■ Stated exercise
Lay out the material below as a Markdown table with the columns "Row" and "Line", one numbered row per line and no rows for blank lines.

(Entries from a point annotation set)
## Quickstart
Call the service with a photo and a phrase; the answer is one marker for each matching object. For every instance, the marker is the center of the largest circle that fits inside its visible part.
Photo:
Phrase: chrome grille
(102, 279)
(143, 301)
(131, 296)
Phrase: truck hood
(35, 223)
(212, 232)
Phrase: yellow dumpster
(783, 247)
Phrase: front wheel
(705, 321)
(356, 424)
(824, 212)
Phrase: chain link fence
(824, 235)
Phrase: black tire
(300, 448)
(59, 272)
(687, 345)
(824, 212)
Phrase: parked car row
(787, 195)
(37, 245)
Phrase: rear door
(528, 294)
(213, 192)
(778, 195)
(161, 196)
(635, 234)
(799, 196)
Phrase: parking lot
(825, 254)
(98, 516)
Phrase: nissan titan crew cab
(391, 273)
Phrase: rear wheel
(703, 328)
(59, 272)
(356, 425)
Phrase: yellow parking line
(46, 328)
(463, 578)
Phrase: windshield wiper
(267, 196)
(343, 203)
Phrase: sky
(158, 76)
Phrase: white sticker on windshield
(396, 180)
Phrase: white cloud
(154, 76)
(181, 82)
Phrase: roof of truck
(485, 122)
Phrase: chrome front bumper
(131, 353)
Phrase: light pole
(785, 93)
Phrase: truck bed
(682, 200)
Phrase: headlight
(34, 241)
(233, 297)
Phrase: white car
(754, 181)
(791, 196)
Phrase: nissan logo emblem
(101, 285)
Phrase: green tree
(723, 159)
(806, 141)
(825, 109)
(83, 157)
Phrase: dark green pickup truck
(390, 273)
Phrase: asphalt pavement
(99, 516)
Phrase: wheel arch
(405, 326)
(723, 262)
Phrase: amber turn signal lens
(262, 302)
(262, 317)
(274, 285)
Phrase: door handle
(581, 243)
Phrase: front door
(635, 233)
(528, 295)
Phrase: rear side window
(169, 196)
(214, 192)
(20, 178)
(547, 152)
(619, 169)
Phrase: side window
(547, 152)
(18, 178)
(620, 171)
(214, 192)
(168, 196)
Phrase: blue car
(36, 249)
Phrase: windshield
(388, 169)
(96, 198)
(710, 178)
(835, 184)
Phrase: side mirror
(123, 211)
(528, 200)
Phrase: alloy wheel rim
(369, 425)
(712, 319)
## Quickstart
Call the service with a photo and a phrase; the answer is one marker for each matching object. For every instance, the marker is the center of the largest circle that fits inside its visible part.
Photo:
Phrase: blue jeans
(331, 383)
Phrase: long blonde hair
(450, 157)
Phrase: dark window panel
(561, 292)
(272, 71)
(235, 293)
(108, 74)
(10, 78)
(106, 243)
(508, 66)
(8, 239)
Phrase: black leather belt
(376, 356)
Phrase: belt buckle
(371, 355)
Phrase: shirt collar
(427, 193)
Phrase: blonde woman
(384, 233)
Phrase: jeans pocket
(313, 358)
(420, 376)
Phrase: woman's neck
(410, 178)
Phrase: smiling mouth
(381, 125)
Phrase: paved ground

■ Answer to the problem
| Row | Line |
|---|---|
| 1 | ## Quickstart |
| 2 | Call the service with a photo and a phrase; the answer is one marker for each matching object. For every instance, the marker is the center of the largest circle that fits inside its visible part. |
| 3 | Photo: |
| 4 | Phrase: chrome grille |
| 5 | (102, 279) |
| 6 | (143, 301) |
| 7 | (131, 296) |
| 8 | Phrase: truck hood |
| 9 | (35, 223) |
| 10 | (212, 232) |
| 11 | Phrase: yellow dumpster |
| 12 | (783, 247) |
| 13 | Phrase: front wheel |
| 14 | (705, 321) |
| 15 | (356, 424) |
| 16 | (824, 212) |
| 17 | Phrase: chain link fence |
| 18 | (824, 235) |
| 19 | Phrase: black tire |
| 20 | (300, 448) |
| 21 | (59, 272) |
| 22 | (687, 345) |
| 23 | (824, 212) |
| 24 | Phrase: parked car row |
| 25 | (787, 195) |
| 26 | (37, 245) |
| 27 | Phrase: rear door |
| 28 | (528, 294) |
| 29 | (213, 192) |
| 30 | (778, 195) |
| 31 | (161, 196) |
| 32 | (635, 234) |
| 33 | (799, 196) |
| 34 | Phrase: parking lot |
| 35 | (825, 254) |
| 36 | (98, 516) |
| 37 | Phrase: nissan titan crew cab |
| 38 | (391, 273) |
| 39 | Phrase: rear wheel |
| 40 | (703, 328) |
| 41 | (59, 272) |
| 42 | (356, 425) |
| 43 | Phrase: yellow parking line |
| 44 | (46, 328) |
| 45 | (463, 578) |
| 46 | Phrase: windshield wiper |
| 47 | (267, 196) |
| 48 | (343, 203) |
| 49 | Phrase: sky |
| 50 | (158, 76) |
| 51 | Phrase: white sticker on windshield |
| 52 | (396, 180) |
| 53 | Phrase: white cloud |
| 54 | (154, 76) |
| 55 | (181, 82) |
| 56 | Phrase: roof of truck |
| 57 | (485, 122) |
| 58 | Phrase: chrome front bumper |
| 59 | (131, 353) |
| 60 | Phrase: light pole |
| 61 | (785, 93) |
| 62 | Phrase: truck bed |
| 63 | (682, 200) |
| 64 | Phrase: headlight |
| 65 | (34, 241) |
| 66 | (233, 297) |
| 67 | Phrase: white car |
| 68 | (754, 181) |
| 69 | (791, 196) |
| 70 | Phrase: nissan logo emblem |
| 71 | (101, 285) |
| 72 | Phrase: green tree |
| 73 | (723, 159) |
| 74 | (806, 141) |
| 75 | (825, 109) |
| 76 | (83, 157) |
| 77 | Phrase: dark green pickup truck |
| 78 | (390, 273) |
| 79 | Phrase: asphalt pavement |
| 80 | (99, 516) |
| 81 | Phrase: wheel arch |
| 82 | (405, 326) |
| 83 | (723, 262) |
| 84 | Phrase: amber turn signal lens |
| 85 | (262, 302) |
| 86 | (262, 317) |
| 87 | (274, 285) |
| 88 | Phrase: door handle |
| 89 | (581, 243) |
| 90 | Phrase: front door |
| 91 | (635, 233) |
| 92 | (528, 295) |
| 93 | Phrase: rear side window |
| 94 | (169, 196) |
| 95 | (214, 192) |
| 96 | (20, 178) |
| 97 | (547, 152) |
| 98 | (619, 169) |
| 99 | Phrase: side window |
| 100 | (547, 152) |
| 101 | (18, 178) |
| 102 | (620, 171) |
| 103 | (214, 192) |
| 104 | (168, 196) |
| 105 | Phrase: blue car |
| 106 | (36, 249) |
| 107 | Phrase: windshield |
| 108 | (388, 169) |
| 109 | (96, 198) |
| 110 | (710, 178) |
| 111 | (835, 184) |
| 112 | Phrase: side mirror |
| 113 | (123, 211) |
| 114 | (528, 200) |
| 115 | Phrase: alloy wheel rim |
| 116 | (369, 425) |
| 117 | (712, 319) |
| 118 | ## Quickstart |
| 119 | Call the service with a photo and a phrase; the answer is one marker for each matching object. For every instance, the marker is the center of the largest circle that fits inside its visible part. |
| 120 | Photo: |
| 121 | Phrase: blue jeans |
| 122 | (331, 383) |
| 123 | Phrase: long blonde hair |
| 124 | (450, 157) |
| 125 | Phrase: dark window panel |
| 126 | (561, 292) |
| 127 | (272, 71) |
| 128 | (235, 293) |
| 129 | (108, 74) |
| 130 | (10, 78) |
| 131 | (106, 243) |
| 132 | (508, 66) |
| 133 | (8, 239) |
| 134 | Phrase: black leather belt |
| 135 | (376, 356) |
| 136 | Phrase: belt buckle |
| 137 | (371, 355) |
| 138 | Phrase: shirt collar |
| 139 | (427, 193) |
| 140 | Phrase: blonde woman |
| 141 | (384, 233) |
| 142 | Phrase: jeans pocket |
| 143 | (313, 358) |
| 144 | (420, 376) |
| 145 | Phrase: woman's neck |
| 146 | (410, 178) |
| 147 | Phrase: smiling mouth |
| 148 | (381, 125) |
| 149 | Phrase: paved ground |